● Extracto de página
En apenas 14 años, un margen de tiempo ridículo en términos históricos, han tenido lugar importantes sucesos, incluso shocks. Un remolino de acontecimientos sin margen para la asimilación. Según salimos de una crisis ya tenemos encima la siguiente. Con este estrés, hacerse una composición de lugar se vuelve extremadamente difícil. Esto ha permitido que la tensión política, esa crispación que Zapatero tuvo a bien desatar para mantenerse en el poder, igual que Aladino liberó al genio de la lámpara para conseguir lo que no merecía, ocultara los graves problemas de fondo, frente a los que la izquierda resultaba inoperante, con la cortina de humo de la «guerra cultural».
Así, mientras España perdía el paso ante un mundo en vertiginosa transformación, la acción legislativa ha consistido fundamentalmente en la redacción de leyes ideológicas. Leyes que acaparan la atención de los medios, generan agrias polémicas, dividen a la sociedad y mantienen la ilusión de que, en efecto, la política, para que los buenos triunfen sobre los malvados, debe consistir en la guerra por otros medios.
Aunque se trate de una guerra incruenta, en la guerra política, como en cualquier guerra, el fin justifica los medios. En consecuencia, los límites del Estado de derecho y las convenciones democráticas tienden a desaparecer y todo es susceptible de convertirse en un arma o en un objetivo a batir. Cuestiones trascendentes como la unidad territorial, el poder judicial, la política exterior, la sanidad, la educación, las cuentas públicas o el sistema de pensiones quedan reducidos a armas arrojadizas con las que golpear al adversario. Las instituciones se convierten en objetivos a tomar para, después, usarlas como plataformas de combate, desproveyéndolas de su imprescindible neutralidad. Y el parlamento, que debería ser el sagrado templo del debate, se transforma en un cuadrilátero, donde los líderes se agreden verbalmente, se descalifican e insultan jaleados por sus partidarios.
Frente a esta peligrosa dinámica, la derecha y el centro derecha han adoptado dos posturas distintas, ninguna de las cuales, a mi juicio, es satisfactoria. La primera consistiría en recoger el guante de la guerra cultural, aceptar el marco impuesto por la izquierda y combatirla en su propio terreno y con sus propias armas, lo que en buena medida no solo convierte esta alternativa en la imagen especular de la izquierda sino que, lejos de desactivar la tensión política, la retroalimenta. Además, en este terreno, que nadie se engañe, la izquierda es imbatible. La segunda alternativa propondría como solución el regreso a la moderación, pero eludiendo la confrontación de las políticas que han convertido a España en el enfermo de Europa, y comprometiéndose solo a una mejor gestión del statu quo existente.

● Datos registrados
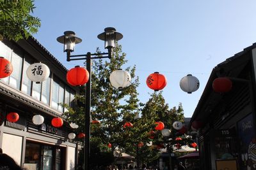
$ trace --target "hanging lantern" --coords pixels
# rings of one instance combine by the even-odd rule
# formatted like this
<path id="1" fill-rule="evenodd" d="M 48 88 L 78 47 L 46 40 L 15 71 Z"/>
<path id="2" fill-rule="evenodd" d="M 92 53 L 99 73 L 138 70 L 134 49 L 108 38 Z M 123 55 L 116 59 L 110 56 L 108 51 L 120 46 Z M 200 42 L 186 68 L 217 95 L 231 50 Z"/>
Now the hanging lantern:
<path id="1" fill-rule="evenodd" d="M 12 64 L 3 57 L 0 57 L 0 78 L 10 76 L 13 71 Z"/>
<path id="2" fill-rule="evenodd" d="M 172 127 L 176 130 L 180 130 L 183 127 L 183 124 L 179 121 L 175 121 L 172 124 Z"/>
<path id="3" fill-rule="evenodd" d="M 162 130 L 162 134 L 163 136 L 169 136 L 171 134 L 171 130 L 164 129 Z"/>
<path id="4" fill-rule="evenodd" d="M 67 81 L 72 86 L 83 85 L 89 80 L 89 72 L 79 66 L 70 69 L 67 73 Z"/>
<path id="5" fill-rule="evenodd" d="M 139 143 L 138 144 L 138 146 L 139 148 L 141 148 L 142 146 L 143 146 L 143 145 L 144 145 L 144 144 L 143 144 L 143 142 L 140 142 L 140 143 Z"/>
<path id="6" fill-rule="evenodd" d="M 146 81 L 147 86 L 155 91 L 162 90 L 167 84 L 165 76 L 158 72 L 150 74 Z"/>
<path id="7" fill-rule="evenodd" d="M 63 120 L 60 117 L 52 119 L 52 125 L 55 127 L 61 127 L 63 125 Z"/>
<path id="8" fill-rule="evenodd" d="M 93 121 L 92 121 L 92 124 L 100 124 L 100 122 L 97 120 L 93 120 Z"/>
<path id="9" fill-rule="evenodd" d="M 110 143 L 108 143 L 108 147 L 111 148 L 112 147 L 112 145 Z"/>
<path id="10" fill-rule="evenodd" d="M 74 139 L 76 138 L 76 134 L 74 133 L 69 133 L 68 135 L 68 138 L 70 139 Z"/>
<path id="11" fill-rule="evenodd" d="M 152 141 L 150 141 L 149 143 L 147 143 L 146 145 L 148 146 L 151 146 L 153 145 L 153 143 Z"/>
<path id="12" fill-rule="evenodd" d="M 212 89 L 216 92 L 228 92 L 232 89 L 232 82 L 227 77 L 215 78 L 212 82 Z"/>
<path id="13" fill-rule="evenodd" d="M 73 128 L 73 129 L 77 129 L 78 128 L 78 125 L 77 124 L 76 124 L 75 123 L 70 123 L 69 124 L 69 125 Z"/>
<path id="14" fill-rule="evenodd" d="M 10 112 L 6 115 L 7 120 L 10 122 L 16 122 L 19 120 L 19 114 L 15 112 Z"/>
<path id="15" fill-rule="evenodd" d="M 130 122 L 125 122 L 124 125 L 124 128 L 126 128 L 126 127 L 132 127 L 133 125 L 132 123 L 131 123 Z"/>
<path id="16" fill-rule="evenodd" d="M 190 145 L 191 145 L 192 147 L 193 147 L 194 148 L 196 148 L 197 146 L 197 144 L 196 143 L 192 143 Z"/>
<path id="17" fill-rule="evenodd" d="M 109 80 L 113 87 L 120 89 L 129 86 L 132 79 L 130 73 L 120 69 L 110 74 Z"/>
<path id="18" fill-rule="evenodd" d="M 26 71 L 27 76 L 32 81 L 40 83 L 50 75 L 50 69 L 45 64 L 38 62 L 30 65 Z"/>
<path id="19" fill-rule="evenodd" d="M 183 77 L 180 81 L 181 90 L 188 94 L 191 94 L 199 89 L 199 80 L 192 74 L 188 74 Z"/>
<path id="20" fill-rule="evenodd" d="M 157 125 L 156 127 L 155 127 L 156 130 L 161 131 L 164 128 L 164 124 L 162 122 L 156 122 L 155 124 Z"/>
<path id="21" fill-rule="evenodd" d="M 78 135 L 77 135 L 77 138 L 79 138 L 79 139 L 84 138 L 85 138 L 85 134 L 84 134 L 84 133 L 79 133 L 79 134 L 78 134 Z"/>
<path id="22" fill-rule="evenodd" d="M 32 122 L 36 125 L 42 125 L 44 123 L 44 118 L 40 115 L 35 115 L 32 118 Z"/>

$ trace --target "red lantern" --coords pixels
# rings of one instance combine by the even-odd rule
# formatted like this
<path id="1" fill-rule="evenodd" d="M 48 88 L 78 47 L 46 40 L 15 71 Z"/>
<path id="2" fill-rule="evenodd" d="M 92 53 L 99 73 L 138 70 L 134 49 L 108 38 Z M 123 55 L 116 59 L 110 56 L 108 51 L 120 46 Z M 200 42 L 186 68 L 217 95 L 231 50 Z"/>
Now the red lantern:
<path id="1" fill-rule="evenodd" d="M 12 73 L 12 63 L 3 57 L 0 57 L 0 78 L 10 76 Z"/>
<path id="2" fill-rule="evenodd" d="M 197 144 L 196 143 L 192 143 L 190 145 L 191 145 L 192 147 L 193 147 L 194 148 L 195 148 L 197 146 Z"/>
<path id="3" fill-rule="evenodd" d="M 85 134 L 84 134 L 84 133 L 79 133 L 79 134 L 77 135 L 77 138 L 79 138 L 79 139 L 84 138 L 85 138 Z"/>
<path id="4" fill-rule="evenodd" d="M 229 92 L 232 87 L 232 82 L 227 77 L 215 78 L 212 82 L 212 89 L 216 92 Z"/>
<path id="5" fill-rule="evenodd" d="M 156 127 L 155 127 L 156 130 L 161 131 L 164 128 L 164 124 L 162 122 L 156 122 L 155 124 L 157 124 Z"/>
<path id="6" fill-rule="evenodd" d="M 73 86 L 83 85 L 89 80 L 89 72 L 79 66 L 70 69 L 67 73 L 67 81 Z"/>
<path id="7" fill-rule="evenodd" d="M 19 114 L 15 112 L 10 112 L 6 116 L 7 120 L 11 122 L 16 122 L 19 118 Z"/>
<path id="8" fill-rule="evenodd" d="M 60 127 L 63 125 L 63 120 L 60 117 L 52 119 L 52 125 L 55 127 Z"/>
<path id="9" fill-rule="evenodd" d="M 100 124 L 100 122 L 97 120 L 93 120 L 93 121 L 92 121 L 92 124 Z"/>
<path id="10" fill-rule="evenodd" d="M 167 84 L 165 76 L 158 72 L 150 74 L 146 81 L 147 86 L 155 91 L 162 90 Z"/>
<path id="11" fill-rule="evenodd" d="M 132 123 L 128 122 L 125 122 L 124 125 L 124 128 L 126 128 L 126 127 L 132 127 L 133 125 Z"/>
<path id="12" fill-rule="evenodd" d="M 141 148 L 142 146 L 143 146 L 144 144 L 143 142 L 140 142 L 138 144 L 138 146 L 139 146 L 139 148 Z"/>

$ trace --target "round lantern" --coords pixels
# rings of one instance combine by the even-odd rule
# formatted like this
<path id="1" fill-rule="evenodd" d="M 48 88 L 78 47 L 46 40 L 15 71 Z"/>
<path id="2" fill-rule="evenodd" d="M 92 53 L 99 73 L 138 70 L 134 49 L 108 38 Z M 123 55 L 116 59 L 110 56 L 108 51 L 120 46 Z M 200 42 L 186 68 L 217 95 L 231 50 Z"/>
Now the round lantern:
<path id="1" fill-rule="evenodd" d="M 199 89 L 199 80 L 192 74 L 188 74 L 183 77 L 180 81 L 181 90 L 188 94 L 191 94 Z"/>
<path id="2" fill-rule="evenodd" d="M 226 77 L 215 78 L 212 82 L 212 89 L 216 92 L 227 92 L 232 89 L 232 82 Z"/>
<path id="3" fill-rule="evenodd" d="M 42 125 L 44 123 L 44 118 L 40 115 L 35 115 L 32 118 L 32 122 L 36 125 Z"/>
<path id="4" fill-rule="evenodd" d="M 171 130 L 164 129 L 162 130 L 162 134 L 163 136 L 169 136 L 171 134 Z"/>
<path id="5" fill-rule="evenodd" d="M 32 81 L 40 83 L 50 75 L 50 69 L 45 64 L 38 62 L 30 65 L 26 71 L 27 76 Z"/>
<path id="6" fill-rule="evenodd" d="M 0 78 L 10 76 L 12 73 L 12 63 L 3 57 L 0 57 Z"/>
<path id="7" fill-rule="evenodd" d="M 164 128 L 164 124 L 162 122 L 156 122 L 155 124 L 157 125 L 156 127 L 155 127 L 156 130 L 161 131 Z"/>
<path id="8" fill-rule="evenodd" d="M 15 112 L 10 112 L 6 116 L 7 120 L 10 122 L 16 122 L 19 120 L 19 114 Z"/>
<path id="9" fill-rule="evenodd" d="M 127 71 L 118 69 L 114 71 L 109 76 L 111 85 L 116 89 L 122 89 L 129 86 L 132 80 L 131 74 Z"/>
<path id="10" fill-rule="evenodd" d="M 84 134 L 84 133 L 79 133 L 79 134 L 77 135 L 77 138 L 79 138 L 79 139 L 84 138 L 85 138 L 85 134 Z"/>
<path id="11" fill-rule="evenodd" d="M 172 127 L 176 130 L 180 130 L 182 128 L 183 124 L 180 122 L 175 121 L 172 124 Z"/>
<path id="12" fill-rule="evenodd" d="M 76 134 L 74 133 L 69 133 L 68 135 L 68 138 L 70 139 L 74 139 L 76 138 Z"/>
<path id="13" fill-rule="evenodd" d="M 162 90 L 167 84 L 165 76 L 158 72 L 150 74 L 146 81 L 147 86 L 155 91 Z"/>
<path id="14" fill-rule="evenodd" d="M 52 119 L 52 125 L 55 127 L 60 127 L 63 125 L 63 120 L 60 117 Z"/>
<path id="15" fill-rule="evenodd" d="M 126 127 L 132 127 L 133 125 L 132 123 L 128 122 L 125 122 L 124 125 L 124 128 L 126 128 Z"/>
<path id="16" fill-rule="evenodd" d="M 89 80 L 89 72 L 79 66 L 70 69 L 67 73 L 67 81 L 72 86 L 83 85 Z"/>
<path id="17" fill-rule="evenodd" d="M 69 124 L 69 125 L 73 128 L 73 129 L 77 129 L 78 128 L 78 125 L 77 124 L 76 124 L 75 123 L 70 123 Z"/>
<path id="18" fill-rule="evenodd" d="M 152 141 L 150 141 L 149 143 L 147 143 L 146 145 L 148 146 L 151 146 L 153 145 L 153 143 Z"/>

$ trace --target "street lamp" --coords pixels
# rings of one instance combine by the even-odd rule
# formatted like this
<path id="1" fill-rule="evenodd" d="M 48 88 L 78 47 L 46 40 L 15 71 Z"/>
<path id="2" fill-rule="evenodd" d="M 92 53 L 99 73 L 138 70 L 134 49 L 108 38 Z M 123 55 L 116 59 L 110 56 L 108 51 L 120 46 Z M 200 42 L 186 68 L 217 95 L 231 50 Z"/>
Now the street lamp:
<path id="1" fill-rule="evenodd" d="M 84 169 L 89 170 L 89 160 L 90 155 L 90 118 L 91 115 L 91 77 L 92 77 L 92 59 L 109 58 L 112 57 L 112 49 L 115 47 L 116 41 L 120 40 L 123 38 L 123 35 L 116 32 L 113 27 L 105 28 L 104 32 L 98 35 L 98 38 L 104 41 L 105 48 L 108 49 L 108 53 L 91 53 L 87 52 L 86 54 L 71 55 L 71 52 L 74 51 L 76 44 L 82 41 L 82 39 L 77 36 L 73 31 L 68 31 L 64 32 L 64 35 L 57 38 L 57 41 L 64 45 L 63 51 L 67 52 L 67 60 L 86 60 L 86 69 L 89 72 L 89 80 L 86 83 L 86 99 L 85 99 L 85 129 L 86 134 L 84 143 Z M 96 56 L 93 57 L 92 56 Z"/>

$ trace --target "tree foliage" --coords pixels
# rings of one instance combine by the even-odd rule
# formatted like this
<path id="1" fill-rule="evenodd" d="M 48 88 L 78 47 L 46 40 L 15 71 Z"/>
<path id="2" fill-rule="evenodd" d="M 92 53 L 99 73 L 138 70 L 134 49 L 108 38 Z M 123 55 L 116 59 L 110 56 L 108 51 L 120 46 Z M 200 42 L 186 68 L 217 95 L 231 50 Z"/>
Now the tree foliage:
<path id="1" fill-rule="evenodd" d="M 0 36 L 18 41 L 36 33 L 40 27 L 38 18 L 30 14 L 35 8 L 31 0 L 0 0 Z"/>

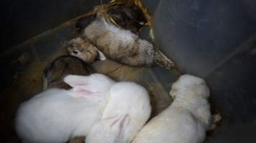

● El ejercicio
Según el extracto de página, ¿en qué se transforma el parlamento?

● Respuesta completa
En un cuadrilátero, donde los líderes se agreden verbalmente, se descalifican e insultan jaleados por sus partidarios.